(Region pointing data)
▼
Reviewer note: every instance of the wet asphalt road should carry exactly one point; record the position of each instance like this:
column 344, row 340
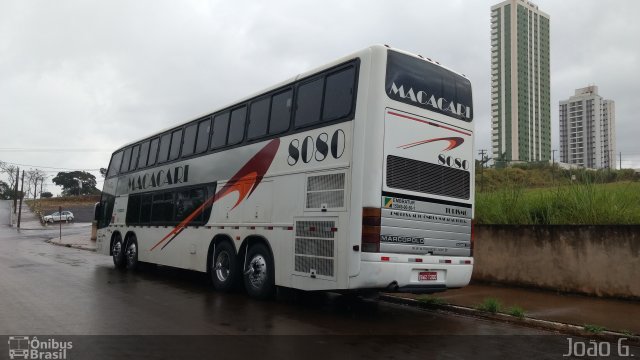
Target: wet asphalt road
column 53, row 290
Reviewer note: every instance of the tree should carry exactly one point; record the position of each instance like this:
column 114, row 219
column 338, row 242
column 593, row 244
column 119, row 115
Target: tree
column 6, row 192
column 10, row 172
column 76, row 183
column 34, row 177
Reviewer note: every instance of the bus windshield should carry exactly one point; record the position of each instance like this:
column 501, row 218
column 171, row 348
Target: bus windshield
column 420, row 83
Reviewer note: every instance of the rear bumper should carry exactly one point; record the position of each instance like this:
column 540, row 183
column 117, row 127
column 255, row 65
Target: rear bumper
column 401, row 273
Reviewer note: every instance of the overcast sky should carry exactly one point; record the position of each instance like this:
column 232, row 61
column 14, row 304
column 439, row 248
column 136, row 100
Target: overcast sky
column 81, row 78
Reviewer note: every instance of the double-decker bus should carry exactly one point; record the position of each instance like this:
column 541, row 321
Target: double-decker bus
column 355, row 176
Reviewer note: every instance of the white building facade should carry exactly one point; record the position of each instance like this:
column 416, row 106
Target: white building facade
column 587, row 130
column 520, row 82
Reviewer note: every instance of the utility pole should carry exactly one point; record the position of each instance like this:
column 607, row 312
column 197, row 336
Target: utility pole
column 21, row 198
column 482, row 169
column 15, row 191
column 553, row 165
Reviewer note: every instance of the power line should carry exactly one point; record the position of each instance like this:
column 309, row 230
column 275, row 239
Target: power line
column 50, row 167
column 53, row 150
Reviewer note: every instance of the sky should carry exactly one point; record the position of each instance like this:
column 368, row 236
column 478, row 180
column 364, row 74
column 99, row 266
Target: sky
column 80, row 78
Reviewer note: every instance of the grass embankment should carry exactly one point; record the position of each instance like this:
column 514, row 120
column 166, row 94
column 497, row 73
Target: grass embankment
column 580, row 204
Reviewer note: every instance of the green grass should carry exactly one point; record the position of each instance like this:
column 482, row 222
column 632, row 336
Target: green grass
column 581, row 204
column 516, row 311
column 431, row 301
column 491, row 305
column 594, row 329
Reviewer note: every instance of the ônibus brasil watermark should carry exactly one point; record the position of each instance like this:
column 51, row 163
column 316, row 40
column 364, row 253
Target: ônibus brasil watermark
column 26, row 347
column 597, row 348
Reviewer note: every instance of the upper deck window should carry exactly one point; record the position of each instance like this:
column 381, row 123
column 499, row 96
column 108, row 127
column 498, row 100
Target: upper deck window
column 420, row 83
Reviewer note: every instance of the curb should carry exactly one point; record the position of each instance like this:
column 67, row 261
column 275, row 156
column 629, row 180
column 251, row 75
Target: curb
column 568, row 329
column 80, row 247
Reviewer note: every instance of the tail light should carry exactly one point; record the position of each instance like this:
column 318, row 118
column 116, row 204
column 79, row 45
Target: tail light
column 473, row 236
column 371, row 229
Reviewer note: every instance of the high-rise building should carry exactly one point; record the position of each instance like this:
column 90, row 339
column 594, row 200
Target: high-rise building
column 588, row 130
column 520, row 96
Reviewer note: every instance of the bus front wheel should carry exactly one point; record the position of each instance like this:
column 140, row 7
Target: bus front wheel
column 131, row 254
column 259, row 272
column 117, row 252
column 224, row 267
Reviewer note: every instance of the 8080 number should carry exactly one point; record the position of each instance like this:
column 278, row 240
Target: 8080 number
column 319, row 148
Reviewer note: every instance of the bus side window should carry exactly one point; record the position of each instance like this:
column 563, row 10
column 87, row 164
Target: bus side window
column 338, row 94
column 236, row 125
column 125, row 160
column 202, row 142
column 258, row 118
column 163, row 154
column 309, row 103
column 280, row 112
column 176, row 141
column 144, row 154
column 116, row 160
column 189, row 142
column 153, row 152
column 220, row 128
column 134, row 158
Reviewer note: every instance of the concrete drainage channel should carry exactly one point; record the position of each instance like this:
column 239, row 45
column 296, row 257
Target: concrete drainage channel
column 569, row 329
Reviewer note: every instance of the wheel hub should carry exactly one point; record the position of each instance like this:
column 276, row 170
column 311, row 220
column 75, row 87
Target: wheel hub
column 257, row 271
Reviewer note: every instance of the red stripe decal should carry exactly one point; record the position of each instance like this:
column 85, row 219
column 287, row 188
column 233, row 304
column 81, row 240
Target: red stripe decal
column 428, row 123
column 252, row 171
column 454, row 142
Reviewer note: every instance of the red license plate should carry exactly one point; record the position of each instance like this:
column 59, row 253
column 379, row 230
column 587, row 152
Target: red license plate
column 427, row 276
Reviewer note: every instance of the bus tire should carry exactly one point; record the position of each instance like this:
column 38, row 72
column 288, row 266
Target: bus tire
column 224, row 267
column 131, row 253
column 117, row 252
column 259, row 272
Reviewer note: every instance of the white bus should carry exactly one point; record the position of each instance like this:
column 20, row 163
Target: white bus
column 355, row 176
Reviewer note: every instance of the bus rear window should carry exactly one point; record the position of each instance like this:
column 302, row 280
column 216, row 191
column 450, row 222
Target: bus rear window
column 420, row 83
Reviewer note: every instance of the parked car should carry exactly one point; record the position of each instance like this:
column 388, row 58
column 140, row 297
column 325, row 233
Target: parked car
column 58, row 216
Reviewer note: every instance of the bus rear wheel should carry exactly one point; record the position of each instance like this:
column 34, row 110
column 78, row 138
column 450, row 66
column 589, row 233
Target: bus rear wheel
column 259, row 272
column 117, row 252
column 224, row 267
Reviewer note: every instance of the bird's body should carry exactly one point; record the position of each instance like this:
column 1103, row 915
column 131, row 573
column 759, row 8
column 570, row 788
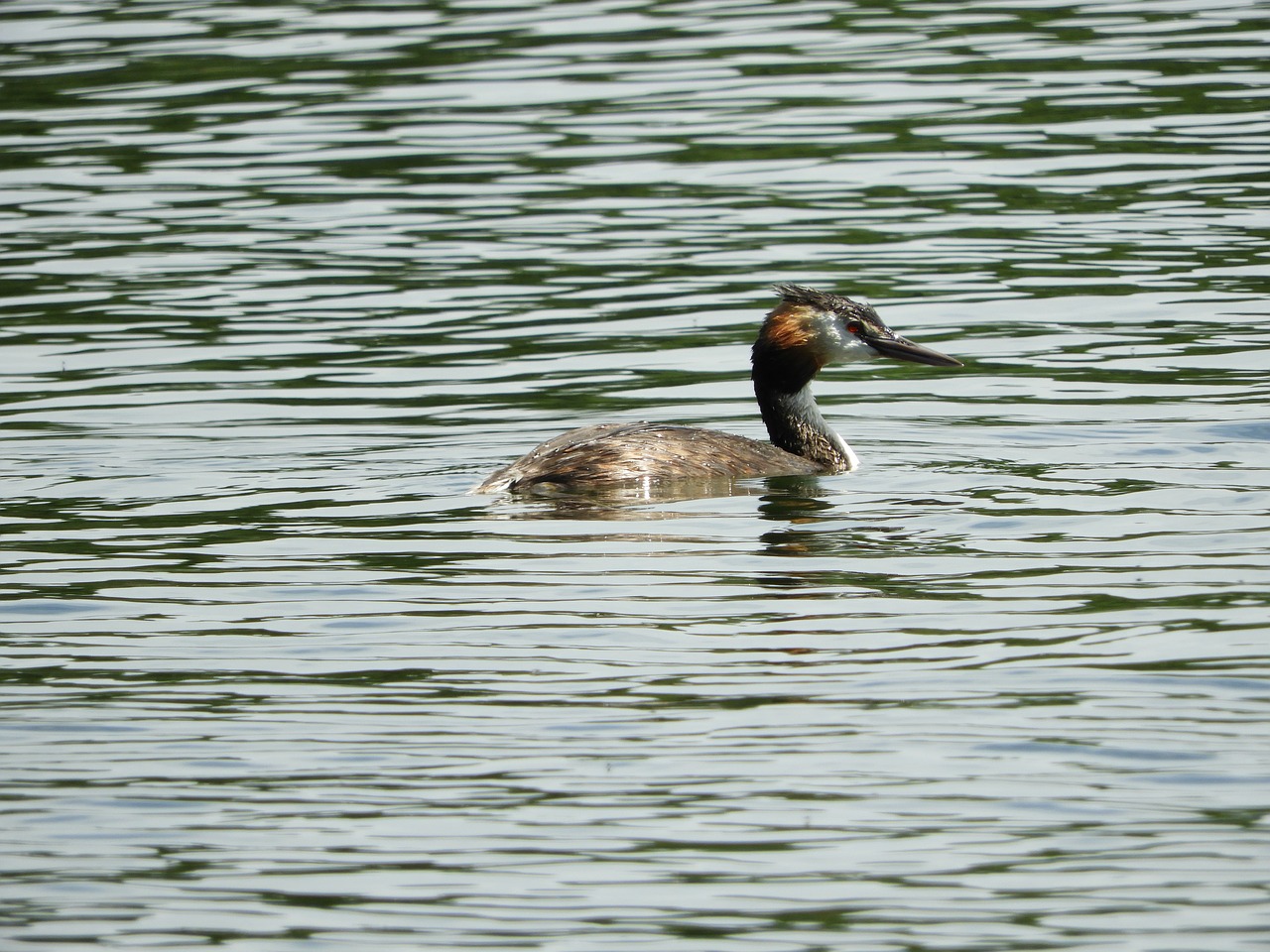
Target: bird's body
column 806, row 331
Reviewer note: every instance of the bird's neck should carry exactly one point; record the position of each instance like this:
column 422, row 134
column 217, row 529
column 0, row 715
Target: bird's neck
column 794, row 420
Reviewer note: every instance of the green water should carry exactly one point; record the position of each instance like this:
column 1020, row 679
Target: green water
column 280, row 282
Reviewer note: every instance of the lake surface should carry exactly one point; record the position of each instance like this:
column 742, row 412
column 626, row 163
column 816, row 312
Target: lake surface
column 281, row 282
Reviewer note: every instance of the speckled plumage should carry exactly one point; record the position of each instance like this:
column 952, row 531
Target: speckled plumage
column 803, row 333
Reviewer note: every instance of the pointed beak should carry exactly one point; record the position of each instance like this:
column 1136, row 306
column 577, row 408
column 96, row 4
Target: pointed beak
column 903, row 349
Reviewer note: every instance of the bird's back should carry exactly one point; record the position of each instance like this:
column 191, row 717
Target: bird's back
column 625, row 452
▲
- [TASK PROMPT]
Please copy the lines above exactly as written, apart from any pictures.

- [RESULT OF THE EXERCISE]
Reviewer note: every instance of the wet asphalt road should carry exactly one point; record the position of each instance like this:
column 344, row 340
Target: wet asphalt road
column 53, row 290
Reviewer note: every instance of the tree should carry exactly one point; record the position of each instance like this:
column 114, row 219
column 338, row 242
column 593, row 244
column 119, row 115
Target: tree
column 6, row 192
column 10, row 172
column 76, row 183
column 34, row 177
Reviewer note: every instance of the bus windshield should carry exactly one point; record the position of each instance like this:
column 501, row 218
column 171, row 348
Target: bus windshield
column 420, row 83
Reviewer note: every instance of the rear bumper should carry exactly one point; record the position of each instance like this:
column 540, row 183
column 117, row 127
column 255, row 65
Target: rear bumper
column 401, row 273
Reviewer note: every instance of the overcast sky should carry exactly one point; record the position of each instance like this:
column 232, row 61
column 14, row 304
column 439, row 248
column 136, row 100
Target: overcast sky
column 81, row 78
Reviewer note: every instance of the double-decker bus should carry exactly one point; record the position of each instance like this:
column 541, row 321
Target: double-decker bus
column 355, row 176
Reviewer note: every instance of the white building facade should carry exactly one point; record the position of each instance like this:
column 416, row 106
Target: white building facade
column 587, row 130
column 520, row 82
Reviewer note: every instance of the utility pole should carry exactly one point; record the position of each instance like this:
column 607, row 312
column 197, row 336
Target: utility pole
column 21, row 198
column 482, row 169
column 15, row 191
column 553, row 165
Reviewer note: every instance of the power line should carry exactly one point; record the position of each instance like this:
column 309, row 230
column 275, row 239
Target: power line
column 50, row 167
column 53, row 150
Reviewer note: every instance of the sky should carry exactly one point; record the position of each instance like this:
column 368, row 236
column 478, row 180
column 364, row 74
column 99, row 266
Target: sky
column 80, row 78
Reviewer note: every instance of the grass embankment should carry exactly one point; record the position of each instance like this:
column 514, row 120
column 166, row 94
column 497, row 73
Target: grass embankment
column 580, row 204
Reviewer note: every instance of the green grass should carry exactly one point; record the position of each instance like this:
column 482, row 222
column 632, row 336
Target: green grass
column 581, row 204
column 516, row 311
column 431, row 301
column 491, row 305
column 594, row 329
Reviewer note: every instance of the ônibus brasil watermark should carry exactly one point; record the position of each instance like this:
column 51, row 163
column 316, row 40
column 364, row 253
Target: ônibus brasil watermark
column 26, row 347
column 597, row 348
Reviewer note: every instance of the upper deck window should carry exactly one point; record the position of each instance like this:
column 381, row 123
column 499, row 96
column 108, row 127
column 498, row 100
Target: upper deck window
column 420, row 83
Reviewer note: every instance of the curb should carry exactly one point; record the position of each instance like this:
column 67, row 261
column 275, row 156
column 629, row 180
column 251, row 75
Target: curb
column 568, row 329
column 80, row 247
Reviewer note: every instance of the tail light should carry exactly one point; record the position of each instance like this:
column 318, row 118
column 116, row 204
column 79, row 45
Target: tail light
column 473, row 236
column 371, row 229
Reviewer note: every instance of the high-rise building should carry exactly one point; record the position of each instance like this:
column 90, row 339
column 594, row 200
Target: high-rise building
column 588, row 130
column 520, row 96
Reviewer note: every instance of the bus front wheel should carry exactly one point; record the position of each instance like this:
column 140, row 7
Target: bus front wheel
column 131, row 254
column 259, row 272
column 117, row 252
column 224, row 267
Reviewer note: every instance of the 8080 number should carry exactly one point; record the position of each instance like this:
column 278, row 240
Target: 8080 number
column 319, row 148
Reviewer note: every instance of the bus side window should carry exactly one point; record the position of each instance like this:
column 563, row 10
column 87, row 164
Target: bus side window
column 338, row 94
column 236, row 125
column 125, row 160
column 202, row 142
column 258, row 118
column 163, row 154
column 309, row 103
column 280, row 112
column 176, row 141
column 144, row 154
column 116, row 160
column 189, row 142
column 153, row 152
column 220, row 128
column 134, row 158
Reviewer note: every instance of the concrete drainage channel should carry exactly one point; record the position of each instance like this:
column 239, row 45
column 296, row 257
Target: concrete drainage channel
column 569, row 329
Reviewer note: every instance of the wheel hub should carry exactly one point; record the position of each instance like this:
column 276, row 170
column 311, row 220
column 75, row 87
Target: wheel hub
column 257, row 271
Reviewer note: every instance of the red stripe decal should carry exactly one point; record the position of each instance like this:
column 85, row 219
column 287, row 188
column 233, row 304
column 81, row 240
Target: red stripe decal
column 428, row 123
column 252, row 171
column 454, row 142
Reviewer note: every instance of the red license plate should carry exactly one point; record the position of each instance like this:
column 59, row 253
column 379, row 230
column 587, row 152
Target: red license plate
column 427, row 276
Reviewer note: every instance of the bus tire should carry exactly one point; record the position of each instance like this:
column 38, row 72
column 288, row 266
Target: bus tire
column 224, row 267
column 131, row 253
column 117, row 252
column 259, row 272
Reviewer note: every instance of the white bus should carry exactly one point; record the position of each instance like this:
column 20, row 163
Target: white bus
column 355, row 176
Reviewer note: every instance of the bus rear window should carry exactly one point; record the position of each instance like this:
column 302, row 280
column 216, row 191
column 450, row 222
Target: bus rear window
column 420, row 83
Reviewer note: every instance of the parked car should carry exactly one point; record the position of each instance like this:
column 388, row 58
column 140, row 297
column 325, row 233
Target: parked car
column 58, row 216
Reviewer note: every instance of the bus rear wheel should carry exactly one point; record the position of each instance like this:
column 34, row 110
column 78, row 138
column 450, row 66
column 589, row 233
Target: bus rear wheel
column 259, row 272
column 117, row 252
column 224, row 267
Reviewer note: every instance of the bird's body should carry exactly one point; record the position of each instance like this:
column 1103, row 915
column 131, row 573
column 759, row 8
column 570, row 788
Target: bird's body
column 806, row 331
Reviewer note: every instance of the bird's neck should carry exactly one point; record the position of each instance like this:
column 422, row 134
column 217, row 529
column 0, row 715
Target: bird's neck
column 794, row 420
Reviewer note: every instance of the green water should carry exactly one point; record the position of each instance like this:
column 1020, row 679
Target: green water
column 280, row 282
Reviewer note: every instance of the lake surface should carry exactly one point; record the position of each instance like this:
column 742, row 412
column 626, row 163
column 816, row 312
Target: lake surface
column 281, row 282
Reviewer note: every instance of the speckled plumage should carry exactly one point; record the position of each instance like this:
column 952, row 531
Target: speckled plumage
column 803, row 333
Reviewer note: every instance of the pointed beak should carry exactly one point; record the position of each instance like this:
column 1136, row 306
column 577, row 408
column 96, row 4
Target: pointed beak
column 903, row 349
Reviewer note: every instance of the bird's back should carry exactly one point; record the position of each instance like this:
column 191, row 717
Target: bird's back
column 625, row 452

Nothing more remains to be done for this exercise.